# Goal:
Locate each line in the material below that contains the string "point" and copy those lines. Case matters.

# Supplied records:
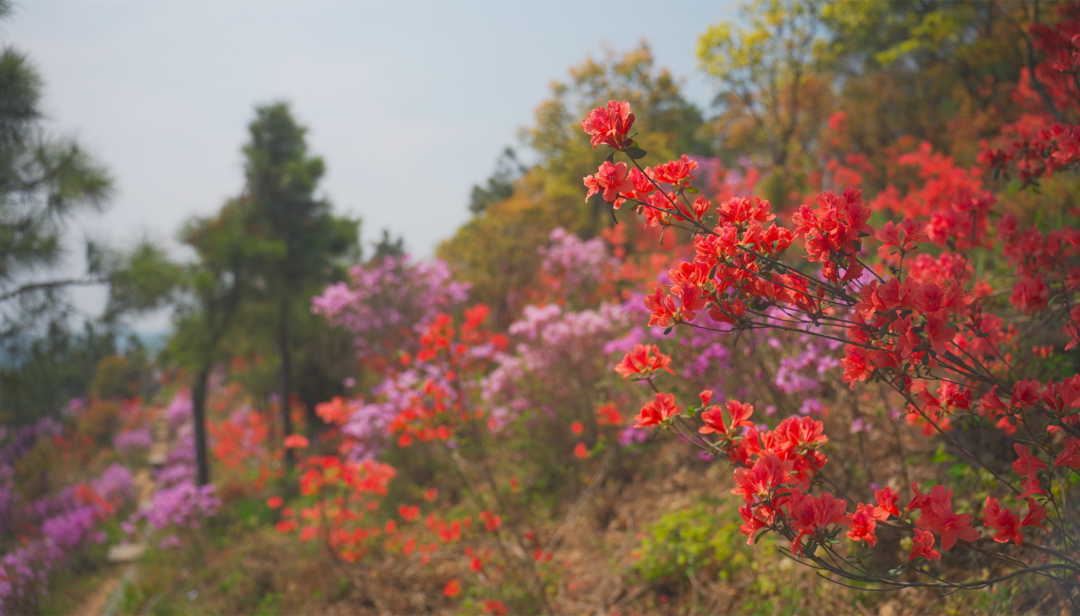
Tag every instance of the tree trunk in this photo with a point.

* * *

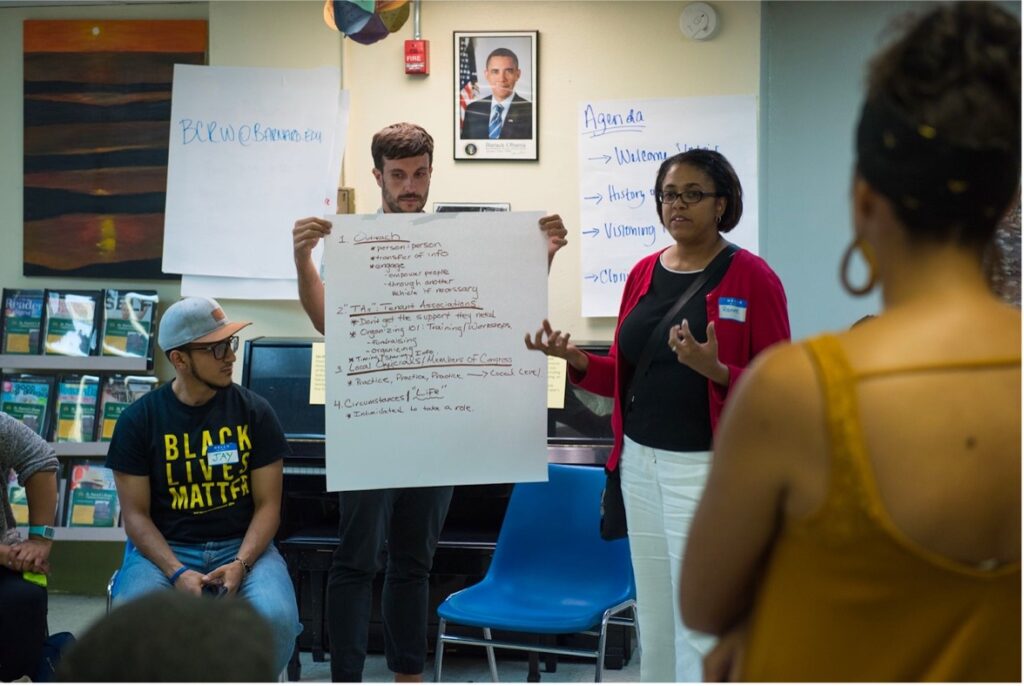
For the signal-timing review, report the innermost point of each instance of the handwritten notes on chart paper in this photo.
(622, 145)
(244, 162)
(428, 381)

# Final result:
Tag every instance of the tree trunk in this photo with a point.
For the signal-timing review, report the innermost point of each instance of the handwritten notes on chart paper in this photo.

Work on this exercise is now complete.